Pick out every line below that contains the string "target", matching case exactly, and copy each one.

┌──

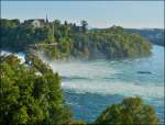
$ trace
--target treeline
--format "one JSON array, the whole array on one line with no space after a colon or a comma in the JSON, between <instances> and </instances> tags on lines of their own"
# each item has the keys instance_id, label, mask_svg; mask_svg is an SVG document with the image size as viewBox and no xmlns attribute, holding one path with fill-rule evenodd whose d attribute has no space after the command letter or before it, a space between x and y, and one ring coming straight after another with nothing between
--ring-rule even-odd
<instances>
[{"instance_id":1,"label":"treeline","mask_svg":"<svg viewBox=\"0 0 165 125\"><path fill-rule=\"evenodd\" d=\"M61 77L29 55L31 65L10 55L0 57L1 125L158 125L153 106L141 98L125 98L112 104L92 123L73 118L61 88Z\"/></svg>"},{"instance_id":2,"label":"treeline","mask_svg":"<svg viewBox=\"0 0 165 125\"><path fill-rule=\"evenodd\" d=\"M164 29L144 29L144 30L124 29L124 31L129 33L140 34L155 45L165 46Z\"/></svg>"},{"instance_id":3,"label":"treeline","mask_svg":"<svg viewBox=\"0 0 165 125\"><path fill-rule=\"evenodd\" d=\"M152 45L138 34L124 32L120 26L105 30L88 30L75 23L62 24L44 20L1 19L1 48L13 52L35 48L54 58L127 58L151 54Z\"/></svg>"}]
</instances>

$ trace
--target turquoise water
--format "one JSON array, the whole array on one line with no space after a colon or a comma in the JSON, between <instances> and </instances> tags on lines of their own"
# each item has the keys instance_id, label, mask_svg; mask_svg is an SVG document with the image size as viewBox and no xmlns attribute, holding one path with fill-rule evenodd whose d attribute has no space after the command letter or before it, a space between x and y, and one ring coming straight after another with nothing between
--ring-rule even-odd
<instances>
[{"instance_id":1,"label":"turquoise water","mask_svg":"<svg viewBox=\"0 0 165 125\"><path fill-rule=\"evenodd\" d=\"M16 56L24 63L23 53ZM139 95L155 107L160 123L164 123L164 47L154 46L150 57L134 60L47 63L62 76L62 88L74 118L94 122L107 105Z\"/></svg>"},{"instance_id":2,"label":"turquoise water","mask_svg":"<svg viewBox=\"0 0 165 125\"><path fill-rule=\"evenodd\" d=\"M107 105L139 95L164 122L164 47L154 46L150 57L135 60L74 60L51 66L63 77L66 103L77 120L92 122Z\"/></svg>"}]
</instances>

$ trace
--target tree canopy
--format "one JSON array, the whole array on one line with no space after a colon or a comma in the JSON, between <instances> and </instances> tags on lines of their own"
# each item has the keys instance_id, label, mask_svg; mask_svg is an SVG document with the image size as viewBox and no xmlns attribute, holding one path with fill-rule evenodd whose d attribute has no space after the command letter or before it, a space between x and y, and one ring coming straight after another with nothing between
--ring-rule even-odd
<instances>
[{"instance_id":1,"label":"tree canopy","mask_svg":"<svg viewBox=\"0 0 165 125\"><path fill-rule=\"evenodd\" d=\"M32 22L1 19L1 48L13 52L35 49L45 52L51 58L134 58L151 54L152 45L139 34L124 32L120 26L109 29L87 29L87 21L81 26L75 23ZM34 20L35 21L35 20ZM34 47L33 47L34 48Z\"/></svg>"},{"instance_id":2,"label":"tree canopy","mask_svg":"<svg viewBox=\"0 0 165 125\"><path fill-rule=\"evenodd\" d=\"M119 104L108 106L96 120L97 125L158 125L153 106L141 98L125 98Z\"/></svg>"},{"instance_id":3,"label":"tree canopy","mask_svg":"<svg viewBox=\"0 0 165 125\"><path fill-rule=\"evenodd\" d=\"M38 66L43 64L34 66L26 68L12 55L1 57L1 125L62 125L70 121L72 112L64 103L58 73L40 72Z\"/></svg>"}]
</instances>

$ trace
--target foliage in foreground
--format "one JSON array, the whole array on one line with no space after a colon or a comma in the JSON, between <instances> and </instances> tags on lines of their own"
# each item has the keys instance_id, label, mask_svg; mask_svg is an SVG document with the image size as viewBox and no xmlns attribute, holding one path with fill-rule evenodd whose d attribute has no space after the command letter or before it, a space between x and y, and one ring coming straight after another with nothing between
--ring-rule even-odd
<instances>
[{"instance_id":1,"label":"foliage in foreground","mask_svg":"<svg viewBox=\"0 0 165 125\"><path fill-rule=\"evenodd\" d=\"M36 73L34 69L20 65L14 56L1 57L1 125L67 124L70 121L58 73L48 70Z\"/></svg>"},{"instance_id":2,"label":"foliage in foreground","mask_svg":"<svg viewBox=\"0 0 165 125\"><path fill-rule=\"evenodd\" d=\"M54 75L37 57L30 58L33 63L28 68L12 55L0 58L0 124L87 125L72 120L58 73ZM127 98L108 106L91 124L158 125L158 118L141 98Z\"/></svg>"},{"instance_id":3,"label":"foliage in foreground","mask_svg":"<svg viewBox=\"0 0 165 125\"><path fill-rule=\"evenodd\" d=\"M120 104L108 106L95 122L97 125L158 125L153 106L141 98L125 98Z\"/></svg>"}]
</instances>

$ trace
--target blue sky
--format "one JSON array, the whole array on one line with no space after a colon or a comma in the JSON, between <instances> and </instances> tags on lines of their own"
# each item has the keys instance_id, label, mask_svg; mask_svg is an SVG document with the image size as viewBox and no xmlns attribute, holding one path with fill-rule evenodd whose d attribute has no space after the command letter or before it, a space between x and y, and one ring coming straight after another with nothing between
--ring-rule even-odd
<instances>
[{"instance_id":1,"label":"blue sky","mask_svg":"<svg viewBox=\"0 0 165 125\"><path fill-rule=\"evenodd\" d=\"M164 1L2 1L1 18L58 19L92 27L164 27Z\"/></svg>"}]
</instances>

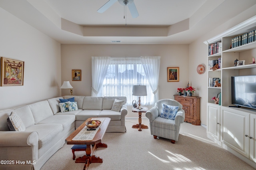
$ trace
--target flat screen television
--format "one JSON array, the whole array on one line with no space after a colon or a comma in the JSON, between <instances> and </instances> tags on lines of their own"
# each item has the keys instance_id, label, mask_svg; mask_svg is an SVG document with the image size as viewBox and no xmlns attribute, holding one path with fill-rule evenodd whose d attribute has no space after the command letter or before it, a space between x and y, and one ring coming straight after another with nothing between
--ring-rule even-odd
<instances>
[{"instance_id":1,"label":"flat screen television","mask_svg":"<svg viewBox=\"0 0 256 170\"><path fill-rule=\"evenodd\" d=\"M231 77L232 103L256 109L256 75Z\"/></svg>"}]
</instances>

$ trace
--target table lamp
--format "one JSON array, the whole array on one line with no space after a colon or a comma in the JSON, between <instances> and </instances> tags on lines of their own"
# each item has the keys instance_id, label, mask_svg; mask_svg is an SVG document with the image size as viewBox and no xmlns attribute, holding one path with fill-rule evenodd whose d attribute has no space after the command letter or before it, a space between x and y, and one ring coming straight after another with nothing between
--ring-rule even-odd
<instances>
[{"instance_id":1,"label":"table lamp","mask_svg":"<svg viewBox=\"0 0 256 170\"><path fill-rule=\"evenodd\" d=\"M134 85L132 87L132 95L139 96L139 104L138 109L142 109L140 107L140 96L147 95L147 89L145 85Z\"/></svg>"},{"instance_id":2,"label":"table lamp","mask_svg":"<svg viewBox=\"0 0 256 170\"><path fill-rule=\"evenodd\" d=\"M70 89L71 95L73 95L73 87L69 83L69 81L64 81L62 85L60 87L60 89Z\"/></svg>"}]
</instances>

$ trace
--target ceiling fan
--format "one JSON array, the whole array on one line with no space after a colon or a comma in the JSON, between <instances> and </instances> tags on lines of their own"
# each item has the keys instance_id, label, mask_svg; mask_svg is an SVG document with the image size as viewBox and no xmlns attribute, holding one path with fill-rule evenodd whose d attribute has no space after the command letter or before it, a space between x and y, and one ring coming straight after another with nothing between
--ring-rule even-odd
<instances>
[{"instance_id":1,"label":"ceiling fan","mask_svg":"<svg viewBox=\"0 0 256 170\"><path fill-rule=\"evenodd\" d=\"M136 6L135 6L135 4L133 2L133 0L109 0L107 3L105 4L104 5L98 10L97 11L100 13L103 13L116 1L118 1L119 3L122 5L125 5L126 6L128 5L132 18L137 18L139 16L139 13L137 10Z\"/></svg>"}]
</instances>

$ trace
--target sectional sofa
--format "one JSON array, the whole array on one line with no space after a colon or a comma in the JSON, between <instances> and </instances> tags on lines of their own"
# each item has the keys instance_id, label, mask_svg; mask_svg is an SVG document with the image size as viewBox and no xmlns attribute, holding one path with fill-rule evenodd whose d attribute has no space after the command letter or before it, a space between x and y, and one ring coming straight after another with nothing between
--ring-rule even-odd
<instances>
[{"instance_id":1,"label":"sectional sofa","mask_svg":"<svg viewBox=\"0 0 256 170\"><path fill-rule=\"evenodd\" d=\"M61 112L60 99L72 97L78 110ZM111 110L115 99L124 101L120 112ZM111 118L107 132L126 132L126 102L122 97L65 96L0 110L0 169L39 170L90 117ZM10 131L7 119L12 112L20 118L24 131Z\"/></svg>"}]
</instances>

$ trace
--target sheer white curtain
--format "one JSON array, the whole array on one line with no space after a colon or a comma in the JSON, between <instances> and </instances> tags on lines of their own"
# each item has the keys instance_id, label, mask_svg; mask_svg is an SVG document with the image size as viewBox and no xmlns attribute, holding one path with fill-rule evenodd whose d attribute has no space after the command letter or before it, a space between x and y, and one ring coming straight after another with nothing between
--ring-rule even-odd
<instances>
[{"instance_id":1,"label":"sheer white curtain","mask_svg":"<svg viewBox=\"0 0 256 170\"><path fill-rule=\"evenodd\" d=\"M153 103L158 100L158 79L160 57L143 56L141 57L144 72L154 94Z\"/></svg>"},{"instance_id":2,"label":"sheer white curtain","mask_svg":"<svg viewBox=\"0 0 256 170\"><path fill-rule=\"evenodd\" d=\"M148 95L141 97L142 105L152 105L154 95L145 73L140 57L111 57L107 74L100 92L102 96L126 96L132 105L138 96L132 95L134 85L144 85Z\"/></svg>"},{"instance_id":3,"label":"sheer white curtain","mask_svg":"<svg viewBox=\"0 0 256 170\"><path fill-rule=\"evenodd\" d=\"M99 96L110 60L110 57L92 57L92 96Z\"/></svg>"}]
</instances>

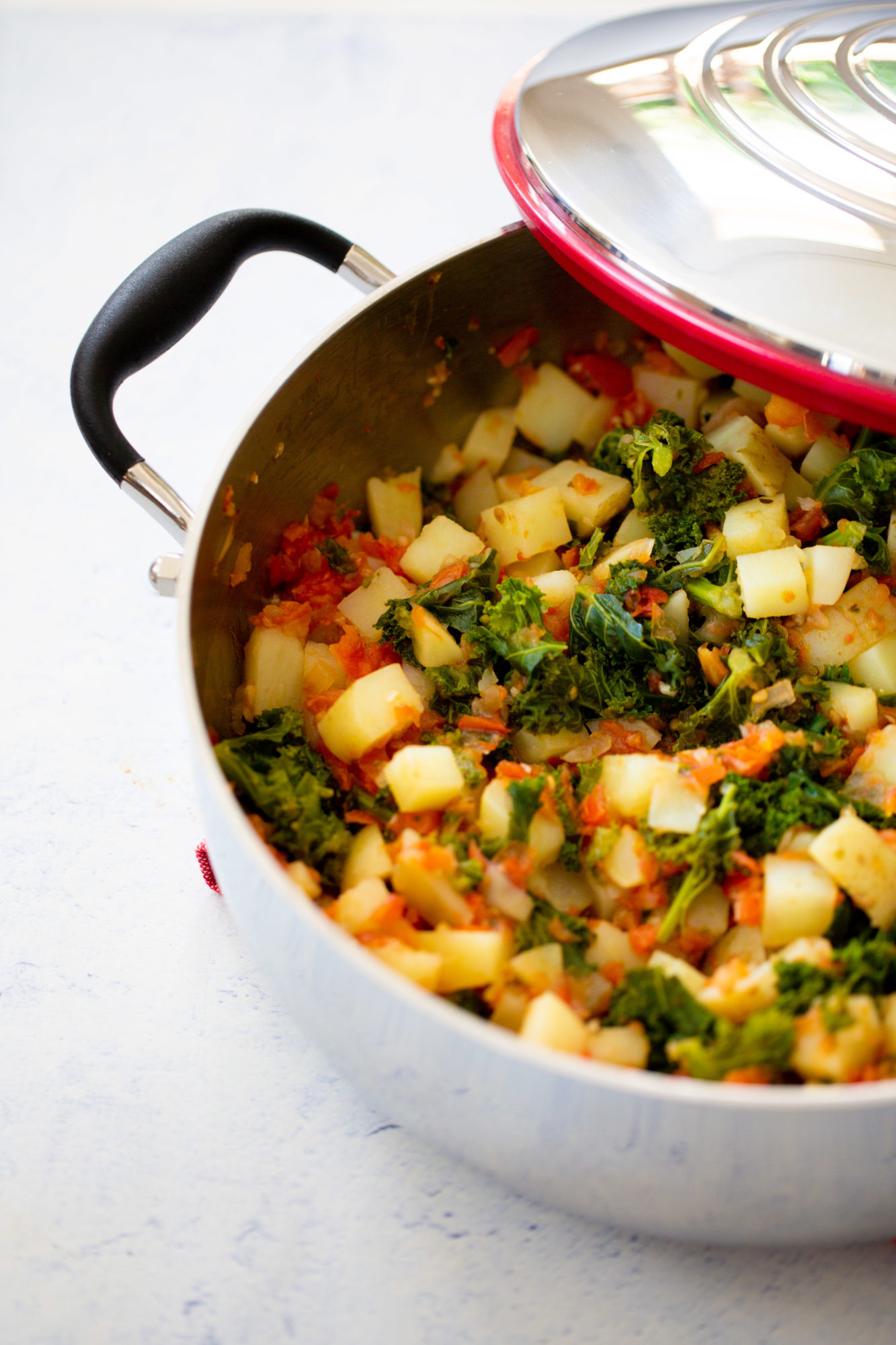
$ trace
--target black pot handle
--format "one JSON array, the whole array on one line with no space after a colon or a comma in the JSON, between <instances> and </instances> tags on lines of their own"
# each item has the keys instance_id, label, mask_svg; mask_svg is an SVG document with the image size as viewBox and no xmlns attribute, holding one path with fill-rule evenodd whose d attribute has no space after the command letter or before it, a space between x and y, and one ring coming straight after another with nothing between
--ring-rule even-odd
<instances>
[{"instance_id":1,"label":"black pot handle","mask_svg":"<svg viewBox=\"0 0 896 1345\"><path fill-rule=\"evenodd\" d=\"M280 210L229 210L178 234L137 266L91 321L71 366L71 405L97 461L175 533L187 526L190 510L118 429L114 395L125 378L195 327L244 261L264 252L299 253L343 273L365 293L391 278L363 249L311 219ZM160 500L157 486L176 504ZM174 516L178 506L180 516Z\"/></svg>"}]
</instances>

└──

• [COMPLETE RESPONSE]
--target treeline
--target turquoise water
--target tree canopy
--target foliage in foreground
--target blue sky
--target flat screen television
--target table lamp
--target ceiling fan
--target sectional sofa
--target sheer white curtain
--target black pot handle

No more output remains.